▸ **Description of the task**:
Using the records that appear below, write out exactly the lines from the one with "Mark a dot on each instance of the bear eye" through the one with "Mark a dot on each instance of the tree in", keeping both end lines.

▸ **Source data**:
================================

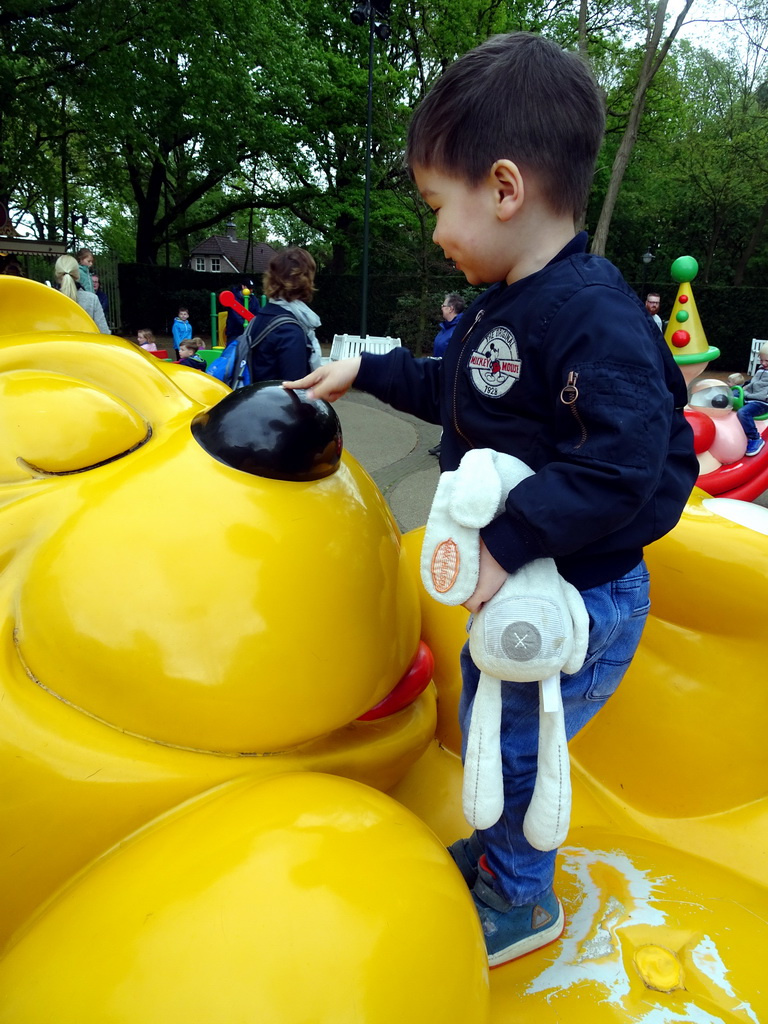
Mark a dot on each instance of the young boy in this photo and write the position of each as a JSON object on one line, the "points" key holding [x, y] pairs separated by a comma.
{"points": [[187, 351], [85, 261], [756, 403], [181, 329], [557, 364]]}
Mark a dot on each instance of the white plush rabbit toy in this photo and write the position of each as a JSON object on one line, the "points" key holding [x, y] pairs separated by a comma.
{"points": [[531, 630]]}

================================

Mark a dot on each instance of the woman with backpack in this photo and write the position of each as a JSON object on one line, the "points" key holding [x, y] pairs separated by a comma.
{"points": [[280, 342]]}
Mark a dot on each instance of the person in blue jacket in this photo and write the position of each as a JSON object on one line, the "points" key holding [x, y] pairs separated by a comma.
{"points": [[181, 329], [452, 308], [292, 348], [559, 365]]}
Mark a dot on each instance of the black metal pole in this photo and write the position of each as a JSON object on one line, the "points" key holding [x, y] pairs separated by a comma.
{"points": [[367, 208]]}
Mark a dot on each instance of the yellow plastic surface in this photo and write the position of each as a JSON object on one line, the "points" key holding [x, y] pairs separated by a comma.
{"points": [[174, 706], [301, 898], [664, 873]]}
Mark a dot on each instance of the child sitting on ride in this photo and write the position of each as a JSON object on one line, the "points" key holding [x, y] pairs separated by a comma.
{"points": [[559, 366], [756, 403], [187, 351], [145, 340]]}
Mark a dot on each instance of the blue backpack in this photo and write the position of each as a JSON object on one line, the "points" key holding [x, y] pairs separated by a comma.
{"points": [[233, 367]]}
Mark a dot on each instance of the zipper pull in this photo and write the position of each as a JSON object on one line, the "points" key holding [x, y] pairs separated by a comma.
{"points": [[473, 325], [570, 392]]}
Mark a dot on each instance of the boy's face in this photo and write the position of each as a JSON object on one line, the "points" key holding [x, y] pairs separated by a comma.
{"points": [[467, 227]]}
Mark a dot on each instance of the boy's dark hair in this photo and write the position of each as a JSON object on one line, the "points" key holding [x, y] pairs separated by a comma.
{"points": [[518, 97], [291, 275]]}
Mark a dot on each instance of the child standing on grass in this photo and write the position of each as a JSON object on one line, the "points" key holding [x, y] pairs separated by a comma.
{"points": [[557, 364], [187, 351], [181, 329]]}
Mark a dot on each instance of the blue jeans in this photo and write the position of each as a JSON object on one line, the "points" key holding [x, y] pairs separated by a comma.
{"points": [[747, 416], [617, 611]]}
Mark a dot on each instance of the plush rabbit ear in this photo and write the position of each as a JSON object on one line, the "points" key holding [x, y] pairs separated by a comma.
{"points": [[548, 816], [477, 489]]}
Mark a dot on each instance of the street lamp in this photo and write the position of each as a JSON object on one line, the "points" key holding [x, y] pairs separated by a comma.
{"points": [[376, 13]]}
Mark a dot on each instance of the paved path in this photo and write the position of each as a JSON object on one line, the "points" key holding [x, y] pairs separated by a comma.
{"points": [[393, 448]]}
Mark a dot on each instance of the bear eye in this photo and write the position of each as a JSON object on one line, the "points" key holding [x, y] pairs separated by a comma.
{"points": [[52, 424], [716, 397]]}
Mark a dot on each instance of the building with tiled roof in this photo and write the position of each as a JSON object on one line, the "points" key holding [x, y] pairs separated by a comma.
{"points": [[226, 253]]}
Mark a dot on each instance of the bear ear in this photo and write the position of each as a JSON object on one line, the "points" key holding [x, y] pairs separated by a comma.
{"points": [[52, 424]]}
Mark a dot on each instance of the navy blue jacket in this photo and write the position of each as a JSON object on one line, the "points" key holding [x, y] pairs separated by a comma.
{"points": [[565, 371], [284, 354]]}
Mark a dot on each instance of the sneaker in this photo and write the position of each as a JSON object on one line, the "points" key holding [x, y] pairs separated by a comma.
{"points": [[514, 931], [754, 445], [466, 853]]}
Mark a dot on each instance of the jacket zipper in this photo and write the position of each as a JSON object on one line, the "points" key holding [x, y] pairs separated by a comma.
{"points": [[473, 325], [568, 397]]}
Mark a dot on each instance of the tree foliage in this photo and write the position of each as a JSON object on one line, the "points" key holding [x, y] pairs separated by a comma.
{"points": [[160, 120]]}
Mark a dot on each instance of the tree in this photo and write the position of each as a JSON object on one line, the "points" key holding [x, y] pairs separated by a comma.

================================

▸ **Result of this exercise**:
Mark a dot on each instance of the bear eye in this photo and write the position of each as a JSON object on one line, the "points" key holding [x, y] pairs separated by a comma.
{"points": [[52, 424], [716, 397]]}
Mark a dot on each instance of the building with tiled roof in this photo and write the position of each as a JSON object on one line, the "points" key holding [x, y] pairs separated by a comma.
{"points": [[226, 253]]}
Mark a dot on each instance of the bear ear in this photo and write the position of each as a JSON object on one line, the "points" key holding [x, y] pairs separated by a comma.
{"points": [[52, 424]]}
Mark a dot on each instance of the navy blue jacket in this photo and write the position of each as a JSON object on one line, the "points" key holding [x, y] pairs separated by a comma.
{"points": [[565, 371], [284, 354]]}
Mark a dot on each instance of the sneaker in this photo and write the position of each as a JSON object on one line, the "points" key holding [x, y] pairs separated by a comma.
{"points": [[514, 931], [754, 445], [466, 853]]}
Mark a dot on each instance of the jacket zipper in this photo and write the position of each as a JSON object on one line, the "points" key holding [x, y] pairs separated by a comma.
{"points": [[473, 325], [568, 397]]}
Mark a dot on each instance of the tree foliage in this photo and write the position of each as a JSON object on one line, the "points" key holding [x, y] pairs separated by a comma.
{"points": [[160, 120]]}
Mark a dot on each instance of the tree in this photo and write the position of each as a JSON object on one line, the "points" key holding [x, y] pairs separated by a comma.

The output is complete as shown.